* Stored data *
##########

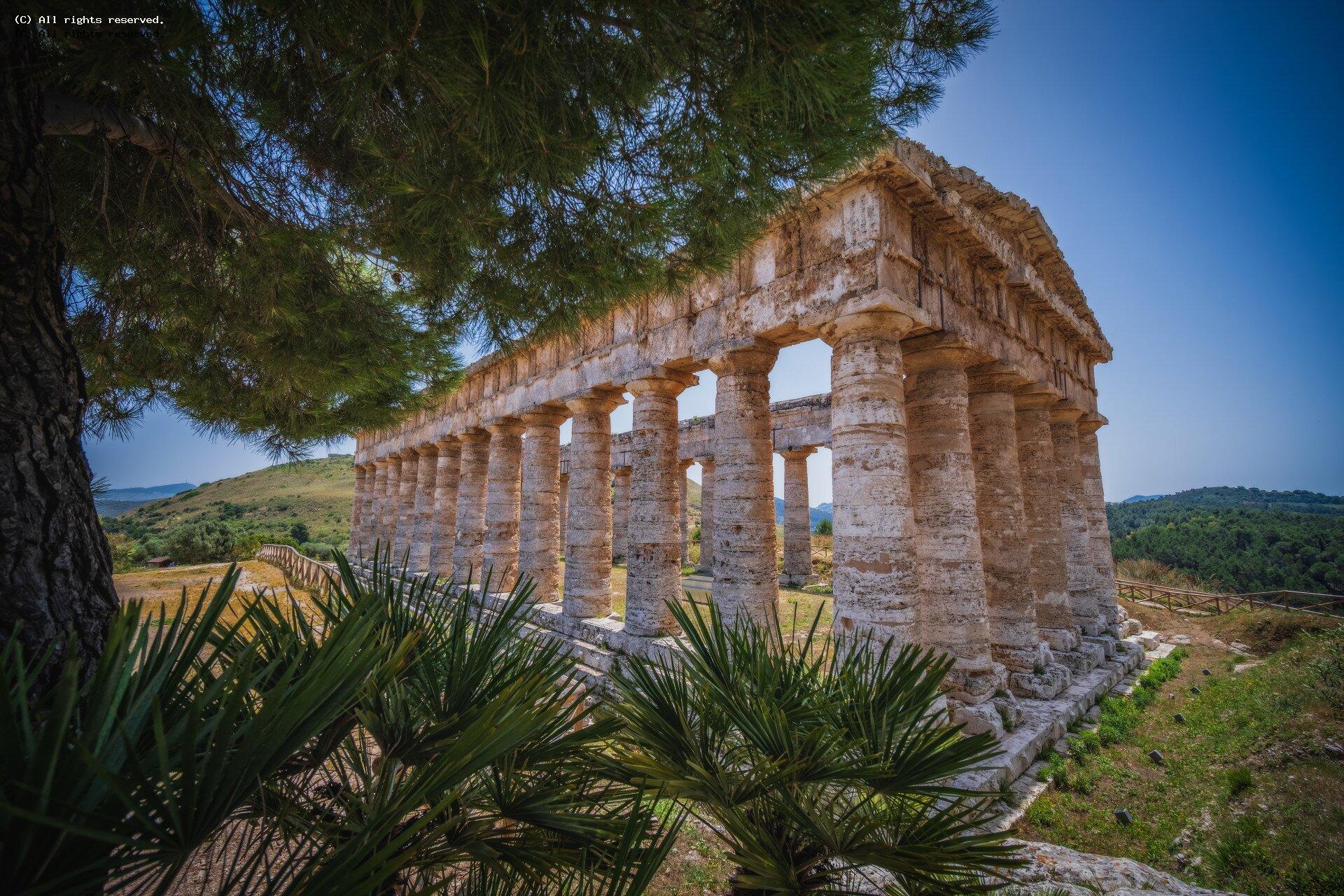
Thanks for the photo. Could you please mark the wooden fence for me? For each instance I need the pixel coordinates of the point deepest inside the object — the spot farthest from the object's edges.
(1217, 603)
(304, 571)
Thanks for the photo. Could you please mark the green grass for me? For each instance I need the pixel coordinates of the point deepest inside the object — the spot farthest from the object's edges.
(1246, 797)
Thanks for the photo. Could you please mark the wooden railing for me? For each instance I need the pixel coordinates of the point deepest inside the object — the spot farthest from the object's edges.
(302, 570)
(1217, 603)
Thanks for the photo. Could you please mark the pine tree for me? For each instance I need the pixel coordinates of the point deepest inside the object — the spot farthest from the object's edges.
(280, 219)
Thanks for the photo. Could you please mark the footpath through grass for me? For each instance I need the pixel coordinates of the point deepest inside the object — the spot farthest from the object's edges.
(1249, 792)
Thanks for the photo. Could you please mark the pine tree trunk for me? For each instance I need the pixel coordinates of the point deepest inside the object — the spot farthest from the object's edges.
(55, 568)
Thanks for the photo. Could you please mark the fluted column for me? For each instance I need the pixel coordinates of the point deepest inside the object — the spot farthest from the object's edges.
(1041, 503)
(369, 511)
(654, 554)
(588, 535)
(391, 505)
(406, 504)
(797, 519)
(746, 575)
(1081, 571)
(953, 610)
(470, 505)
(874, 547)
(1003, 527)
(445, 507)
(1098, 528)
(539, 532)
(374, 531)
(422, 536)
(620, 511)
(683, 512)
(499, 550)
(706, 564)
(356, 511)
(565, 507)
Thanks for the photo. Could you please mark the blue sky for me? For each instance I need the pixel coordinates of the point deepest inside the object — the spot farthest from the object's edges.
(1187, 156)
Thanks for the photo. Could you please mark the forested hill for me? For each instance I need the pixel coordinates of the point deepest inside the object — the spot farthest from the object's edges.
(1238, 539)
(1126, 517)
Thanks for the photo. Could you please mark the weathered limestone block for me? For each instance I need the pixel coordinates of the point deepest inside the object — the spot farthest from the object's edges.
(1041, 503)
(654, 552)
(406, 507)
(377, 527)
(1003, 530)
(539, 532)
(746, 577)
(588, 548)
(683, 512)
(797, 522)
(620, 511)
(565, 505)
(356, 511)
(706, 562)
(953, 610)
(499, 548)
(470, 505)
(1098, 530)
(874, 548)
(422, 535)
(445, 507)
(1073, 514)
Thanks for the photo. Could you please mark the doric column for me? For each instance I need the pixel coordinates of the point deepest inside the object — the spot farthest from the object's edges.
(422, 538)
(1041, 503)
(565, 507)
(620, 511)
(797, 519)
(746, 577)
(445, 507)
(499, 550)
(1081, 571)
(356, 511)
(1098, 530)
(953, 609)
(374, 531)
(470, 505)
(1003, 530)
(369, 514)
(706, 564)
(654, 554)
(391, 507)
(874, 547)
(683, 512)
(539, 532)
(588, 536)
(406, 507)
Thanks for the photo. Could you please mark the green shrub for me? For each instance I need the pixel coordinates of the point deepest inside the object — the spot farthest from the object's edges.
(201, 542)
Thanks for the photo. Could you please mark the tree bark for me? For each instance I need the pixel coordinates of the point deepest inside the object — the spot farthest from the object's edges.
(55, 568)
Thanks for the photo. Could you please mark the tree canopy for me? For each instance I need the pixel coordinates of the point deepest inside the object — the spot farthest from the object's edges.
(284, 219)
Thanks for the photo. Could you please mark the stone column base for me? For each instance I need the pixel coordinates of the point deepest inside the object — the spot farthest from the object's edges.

##########

* Brief *
Write out again every line above exactly as given; the pictures do not belong in the copy.

* Correct response *
Thanks for the photo. Could you please mark the wooden fence for me? For each instance I need the pixel coordinates of the point deepest inside the object — the spot farthest from the object's edges.
(1217, 603)
(304, 571)
Thanks for the photo. Could you please mark the green grass for me? For each instance I need the pixel coordinates of the point deepest inside the object — the spot farthest from the object's edges.
(1246, 797)
Thanks for the photo. Could you please mark the wooden railing for me? For each instance I need the pixel coordinates of the point deepest inside the object — the spot farthest from the object's edges.
(302, 570)
(1217, 603)
Thanks for the photo. Could you please mark the pine tree for me? For each instance I need the pixel coordinates of the point deepest inside the object — the spot farthest from the object's edges.
(280, 219)
Thanks for the photo. Could you please mark the footpath through grass for me? For each instance I need the pixel coordinates of the point deepest inside the object — the spot farthest from the object's edges.
(1249, 792)
Thanks for the photo. Could you please mark the pine tree trunk for me? For each instance I need the pixel coordinates of the point deepest inside the object — the spot farthest from the object's edges.
(55, 568)
Thanks for the photo. Could you please mark the fluted column for me? For each instance I need the pixel coordinates of the point deepest inside the object — the spot farthest from the object's edges.
(1041, 503)
(369, 511)
(654, 554)
(588, 535)
(391, 505)
(406, 504)
(797, 519)
(746, 575)
(1081, 571)
(953, 610)
(470, 505)
(874, 547)
(1003, 527)
(445, 507)
(1098, 528)
(539, 532)
(374, 531)
(422, 536)
(620, 511)
(683, 512)
(499, 550)
(706, 564)
(356, 511)
(565, 507)
Thanks for the photo. Could you please mark the blue sky for me? For each instance I need the pixel coordinates of the point deepest inside the object — the spot farthest from the object's edges.
(1187, 156)
Thanks for the photo. Could you please mark the forested hill for me? For each instance I need the pixel coordinates of the point deepest inside the object — the spot farthest from the object's edges.
(1238, 539)
(1126, 517)
Thanks for the photo. Could you please mark the weathered limestone block for me? For each instance I need the pixel coordinates of the point deepest inside the object — the spot farthest from the object's edges.
(1041, 503)
(654, 552)
(406, 507)
(377, 527)
(1003, 530)
(539, 532)
(746, 577)
(588, 548)
(683, 512)
(797, 522)
(620, 511)
(565, 505)
(356, 511)
(706, 562)
(953, 610)
(499, 548)
(470, 505)
(1098, 530)
(874, 548)
(422, 535)
(445, 507)
(1073, 514)
Thanks for the photo. Could you please mark the doric column for me? For each instance I need the pixel coordinates of the point deepest inside the object — the spot farthest from the object's edges.
(422, 538)
(1041, 503)
(565, 507)
(620, 511)
(797, 519)
(746, 577)
(445, 507)
(499, 550)
(1081, 571)
(356, 511)
(1098, 530)
(953, 609)
(374, 531)
(470, 505)
(1003, 530)
(369, 514)
(706, 564)
(654, 554)
(391, 507)
(874, 547)
(683, 512)
(539, 532)
(588, 536)
(406, 507)
Thanks for the photo. Could you please mark the green shrub for me? For each instance I need the pixel coordinates of the point deepest inside the object — the spot farthest from the object's edges.
(201, 542)
Thanks for the photo. Could you please mark the tree bark for me? For each instance I need the pixel coordinates of the point deepest inside the object — the spot farthest from the object's edges.
(55, 568)
Thanks for the photo. Could you please mark the tree canopy for me? For each instance I need the pixel coordinates of the point deepest inside the object — the spot farthest from the object's edges.
(284, 219)
Thanks for the photo. Could you please mark the stone column base for me? For each instance I need the pixel coordinates of the point deepest inside the object — the spot farthest from the object's edges.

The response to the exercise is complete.